■ PROBLEM 1 ■
Print the part of the Howard Barker text below that opens with the words containing "- Born: 28 June" and closes with "The Wrestling School.", copying it exactly.
■ PROBLEM 2 ■
Answer these questions from the Howard Barker text below:
(a) Where was Barker born?
(b) Of which British theatre company was he a founding member?
(c) Since which decade has he produced dramatic works?
■ PROBLEM 3 ■
From the Howard Barker text below, list every play that the main paragraph says he is best known for.

■ PROVIDED PASSAGE ■
○ ○ ○

- Born: 28 June 1946 (age 80) Camberwell, London, England
- Occupations: Playwright, theatre director, poet
- Writing career
- Notable works: Scenes from an Execution, Victory, The Castle, The Possibilities, The Europeans, Arguments for a Theatre, Judith, Gertrude - The Cry

= Howard Barker =

British playwright

Howard Barker (born 28 June 1946) is a British playwright, screenwriter and writer of radio drama, painter, poet, and essayist, writing predominantly on playwriting and the theatre. The author of an extensive body of dramatic works since the 1970s, he is best known for his plays Scenes from an Execution, Victory, The Castle, The Possibilities, The Europeans, Judith and Gertrude – The Cry as well as being a founding member of, primary playwright for and stage designer for British theatre company The Wrestling School.

○ ○ ○

■ DATA SUPPLIED ■
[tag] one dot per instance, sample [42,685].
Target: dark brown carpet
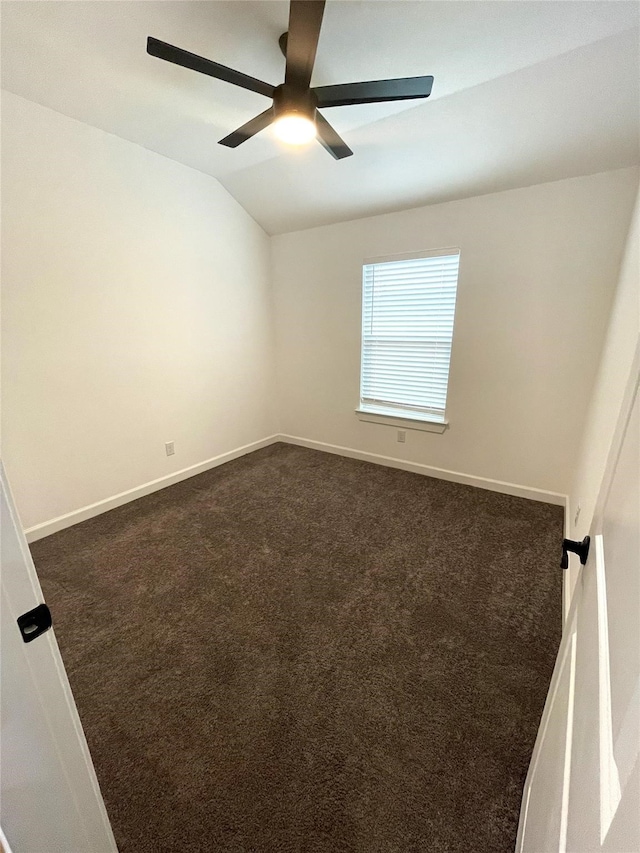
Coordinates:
[304,653]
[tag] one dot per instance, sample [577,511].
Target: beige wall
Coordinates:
[622,339]
[136,310]
[538,269]
[139,301]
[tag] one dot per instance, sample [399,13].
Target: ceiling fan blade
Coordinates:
[374,91]
[248,130]
[329,139]
[305,20]
[206,66]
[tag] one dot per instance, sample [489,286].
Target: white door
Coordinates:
[582,792]
[50,801]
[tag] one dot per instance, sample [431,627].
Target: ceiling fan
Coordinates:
[295,103]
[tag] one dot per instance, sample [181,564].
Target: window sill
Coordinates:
[421,424]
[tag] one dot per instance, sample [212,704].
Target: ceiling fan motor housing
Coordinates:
[289,100]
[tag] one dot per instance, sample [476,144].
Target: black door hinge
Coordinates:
[35,622]
[579,548]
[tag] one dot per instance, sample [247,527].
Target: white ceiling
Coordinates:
[524,92]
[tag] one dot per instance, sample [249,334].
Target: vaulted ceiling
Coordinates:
[524,92]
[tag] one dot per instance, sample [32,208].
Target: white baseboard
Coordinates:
[439,473]
[46,528]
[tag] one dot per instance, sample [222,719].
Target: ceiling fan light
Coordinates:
[295,129]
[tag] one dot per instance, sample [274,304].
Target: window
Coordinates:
[408,305]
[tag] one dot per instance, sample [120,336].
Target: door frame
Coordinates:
[632,389]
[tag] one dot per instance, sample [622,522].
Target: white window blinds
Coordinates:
[407,326]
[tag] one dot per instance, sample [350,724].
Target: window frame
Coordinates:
[406,418]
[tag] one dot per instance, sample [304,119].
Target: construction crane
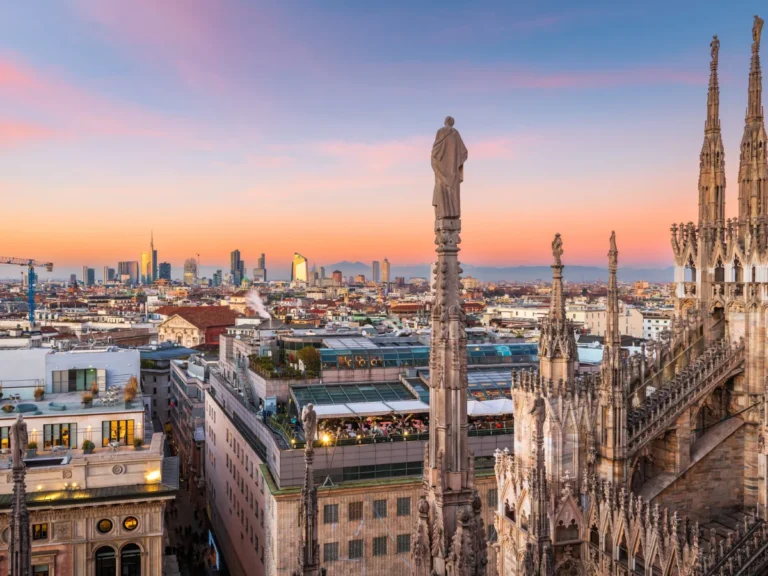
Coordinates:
[31,278]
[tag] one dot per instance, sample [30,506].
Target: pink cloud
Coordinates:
[383,156]
[75,111]
[15,133]
[209,45]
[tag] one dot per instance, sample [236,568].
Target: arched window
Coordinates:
[130,560]
[106,561]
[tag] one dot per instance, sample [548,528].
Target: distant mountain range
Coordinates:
[514,273]
[483,273]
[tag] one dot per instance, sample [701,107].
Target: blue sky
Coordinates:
[298,126]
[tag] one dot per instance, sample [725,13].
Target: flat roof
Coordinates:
[90,495]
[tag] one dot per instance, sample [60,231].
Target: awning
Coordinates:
[475,408]
[333,411]
[369,408]
[408,406]
[496,407]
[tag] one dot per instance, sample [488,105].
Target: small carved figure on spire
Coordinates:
[757,29]
[557,249]
[613,253]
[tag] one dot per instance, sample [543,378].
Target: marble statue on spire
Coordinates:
[448,157]
[20,548]
[309,548]
[449,538]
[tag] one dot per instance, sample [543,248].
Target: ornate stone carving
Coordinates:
[62,530]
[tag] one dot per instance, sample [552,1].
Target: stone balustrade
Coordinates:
[664,406]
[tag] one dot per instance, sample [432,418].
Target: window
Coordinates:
[492,535]
[40,531]
[379,508]
[331,514]
[117,431]
[380,546]
[355,510]
[404,506]
[78,380]
[330,551]
[355,549]
[106,561]
[403,543]
[59,435]
[130,523]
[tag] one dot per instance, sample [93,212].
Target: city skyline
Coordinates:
[603,102]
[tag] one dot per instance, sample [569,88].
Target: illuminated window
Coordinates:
[104,526]
[40,531]
[120,431]
[130,523]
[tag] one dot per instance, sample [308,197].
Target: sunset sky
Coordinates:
[307,126]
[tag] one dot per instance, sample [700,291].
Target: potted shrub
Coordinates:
[131,390]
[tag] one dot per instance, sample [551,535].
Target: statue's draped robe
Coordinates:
[448,157]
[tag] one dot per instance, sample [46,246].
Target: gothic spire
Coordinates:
[713,94]
[755,102]
[557,302]
[712,158]
[612,331]
[558,356]
[753,170]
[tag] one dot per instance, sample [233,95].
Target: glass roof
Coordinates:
[346,393]
[348,343]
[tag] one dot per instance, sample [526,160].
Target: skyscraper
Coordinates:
[299,268]
[153,256]
[385,271]
[260,272]
[190,271]
[89,276]
[165,271]
[128,272]
[146,268]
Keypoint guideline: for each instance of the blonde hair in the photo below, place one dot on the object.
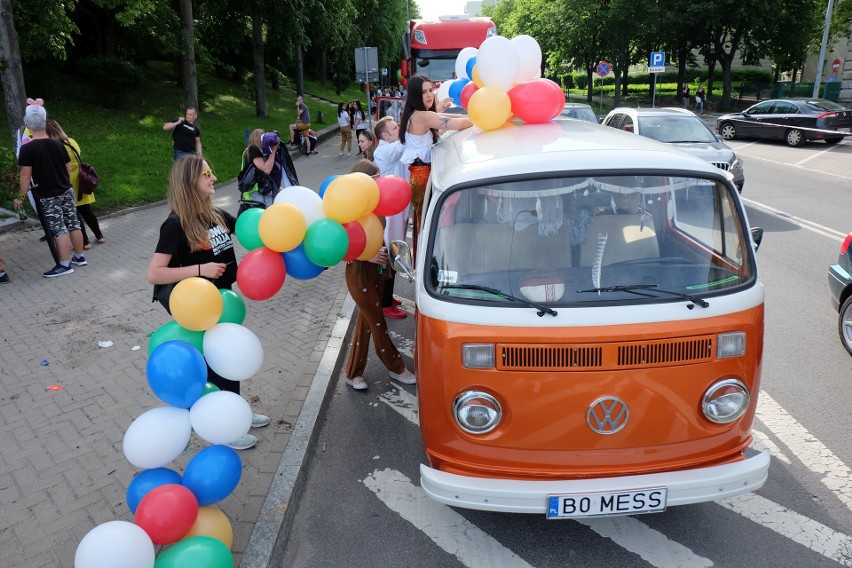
(194, 211)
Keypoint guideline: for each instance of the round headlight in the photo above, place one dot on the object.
(477, 412)
(725, 401)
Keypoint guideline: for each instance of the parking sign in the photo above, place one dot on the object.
(657, 62)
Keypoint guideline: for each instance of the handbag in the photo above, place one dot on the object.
(87, 176)
(253, 179)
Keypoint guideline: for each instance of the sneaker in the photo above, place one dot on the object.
(357, 383)
(244, 443)
(406, 377)
(394, 312)
(58, 270)
(259, 420)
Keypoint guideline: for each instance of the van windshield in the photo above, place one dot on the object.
(589, 241)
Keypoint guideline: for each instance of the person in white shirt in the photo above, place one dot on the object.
(387, 157)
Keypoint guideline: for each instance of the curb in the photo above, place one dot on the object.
(271, 531)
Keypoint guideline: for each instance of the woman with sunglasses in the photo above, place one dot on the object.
(195, 240)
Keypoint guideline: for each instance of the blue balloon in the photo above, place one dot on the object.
(146, 481)
(456, 88)
(299, 266)
(212, 474)
(324, 184)
(469, 67)
(176, 373)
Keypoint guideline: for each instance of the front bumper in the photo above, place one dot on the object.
(514, 496)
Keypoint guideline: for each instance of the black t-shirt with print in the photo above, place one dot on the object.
(184, 136)
(47, 157)
(173, 241)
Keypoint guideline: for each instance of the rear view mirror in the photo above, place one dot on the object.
(401, 259)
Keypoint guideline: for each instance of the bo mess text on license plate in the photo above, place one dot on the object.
(651, 500)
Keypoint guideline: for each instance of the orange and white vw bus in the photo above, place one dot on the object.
(590, 325)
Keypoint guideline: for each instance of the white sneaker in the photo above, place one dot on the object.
(406, 377)
(244, 443)
(259, 420)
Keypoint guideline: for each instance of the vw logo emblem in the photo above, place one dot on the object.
(607, 415)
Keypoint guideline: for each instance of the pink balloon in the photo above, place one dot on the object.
(467, 92)
(394, 195)
(357, 240)
(535, 101)
(261, 274)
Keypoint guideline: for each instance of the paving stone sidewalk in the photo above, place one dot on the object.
(62, 467)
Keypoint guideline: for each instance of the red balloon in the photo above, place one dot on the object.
(357, 240)
(261, 274)
(467, 92)
(535, 101)
(394, 195)
(167, 513)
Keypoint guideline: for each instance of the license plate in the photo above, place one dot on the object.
(634, 502)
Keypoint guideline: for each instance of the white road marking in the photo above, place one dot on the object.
(449, 530)
(811, 452)
(798, 528)
(762, 443)
(803, 223)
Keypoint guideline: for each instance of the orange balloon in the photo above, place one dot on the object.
(196, 304)
(282, 227)
(489, 108)
(346, 198)
(213, 523)
(375, 235)
(372, 190)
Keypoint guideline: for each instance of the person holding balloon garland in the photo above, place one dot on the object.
(195, 241)
(418, 129)
(366, 283)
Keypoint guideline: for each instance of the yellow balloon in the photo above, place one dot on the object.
(282, 227)
(477, 81)
(213, 523)
(196, 304)
(375, 235)
(346, 198)
(489, 108)
(372, 190)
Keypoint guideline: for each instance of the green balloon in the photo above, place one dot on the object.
(196, 551)
(234, 310)
(326, 242)
(247, 231)
(174, 331)
(208, 388)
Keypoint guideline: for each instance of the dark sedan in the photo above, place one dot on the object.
(793, 120)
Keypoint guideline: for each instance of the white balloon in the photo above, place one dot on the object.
(220, 417)
(233, 351)
(305, 199)
(157, 437)
(461, 61)
(115, 543)
(529, 57)
(497, 63)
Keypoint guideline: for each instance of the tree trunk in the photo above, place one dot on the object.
(257, 56)
(11, 71)
(187, 60)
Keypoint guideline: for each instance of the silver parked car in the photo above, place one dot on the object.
(681, 128)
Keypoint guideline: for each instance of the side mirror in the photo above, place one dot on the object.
(756, 236)
(401, 258)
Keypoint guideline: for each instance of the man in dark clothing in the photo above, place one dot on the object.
(185, 133)
(46, 161)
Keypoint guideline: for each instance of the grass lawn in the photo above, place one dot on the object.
(133, 154)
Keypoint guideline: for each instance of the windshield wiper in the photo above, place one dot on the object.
(541, 309)
(632, 289)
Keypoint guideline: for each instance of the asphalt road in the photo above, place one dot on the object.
(362, 505)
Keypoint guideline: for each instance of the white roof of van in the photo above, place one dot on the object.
(563, 146)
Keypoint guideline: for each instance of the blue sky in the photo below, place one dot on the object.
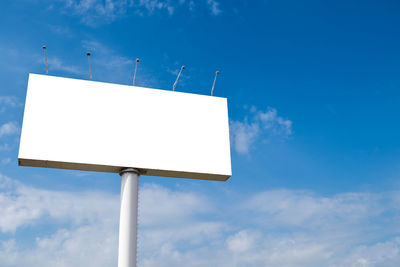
(313, 93)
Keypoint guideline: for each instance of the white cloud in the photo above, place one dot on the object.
(8, 101)
(56, 63)
(6, 161)
(214, 7)
(9, 128)
(260, 125)
(177, 228)
(95, 12)
(108, 64)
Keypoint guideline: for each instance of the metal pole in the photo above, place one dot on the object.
(134, 76)
(215, 78)
(45, 59)
(177, 78)
(128, 218)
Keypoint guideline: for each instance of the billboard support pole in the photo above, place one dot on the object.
(128, 220)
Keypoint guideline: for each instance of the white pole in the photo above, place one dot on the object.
(128, 218)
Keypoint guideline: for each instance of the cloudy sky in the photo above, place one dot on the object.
(313, 89)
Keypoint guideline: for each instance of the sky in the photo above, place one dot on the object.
(313, 89)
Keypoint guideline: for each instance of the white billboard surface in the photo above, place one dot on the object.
(95, 126)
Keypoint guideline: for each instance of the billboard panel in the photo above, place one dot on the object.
(95, 126)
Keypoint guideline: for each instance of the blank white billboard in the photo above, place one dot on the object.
(95, 126)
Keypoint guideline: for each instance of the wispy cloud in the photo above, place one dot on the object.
(259, 125)
(9, 128)
(107, 63)
(214, 7)
(177, 228)
(56, 63)
(9, 102)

○ ○ ○

■ TASK RESPONSE 1 ■
- Born: 28 June 1946 (age 80) Camberwell, London, England
- Occupations: Playwright, theatre director, poet
- Writing career
- Notable works: Scenes from an Execution, Victory, The Castle, The Possibilities, The Europeans, Arguments for a Theatre, Judith, Gertrude - The Cry

= Howard Barker =

British playwright

Howard Barker (born 28 June 1946) is a British playwright, screenwriter and writer of radio drama, painter, poet, and essayist, writing predominantly on playwriting and the theatre. The author of an extensive body of dramatic works since the 1970s, he is best known for his plays Scenes from an Execution, Victory, The Castle, The Possibilities, The Europeans, Judith and Gertrude – The Cry as well as being a founding member of, primary playwright for and stage designer for British theatre company The Wrestling School.

■ TASK RESPONSE 2 ■
(a) Camberwell, London, England
(b) The Wrestling School
(c) The 1970s

■ TASK RESPONSE 3 ■
Scenes from an Execution
Victory
The Castle
The Possibilities
The Europeans
Judith
Gertrude – The Cry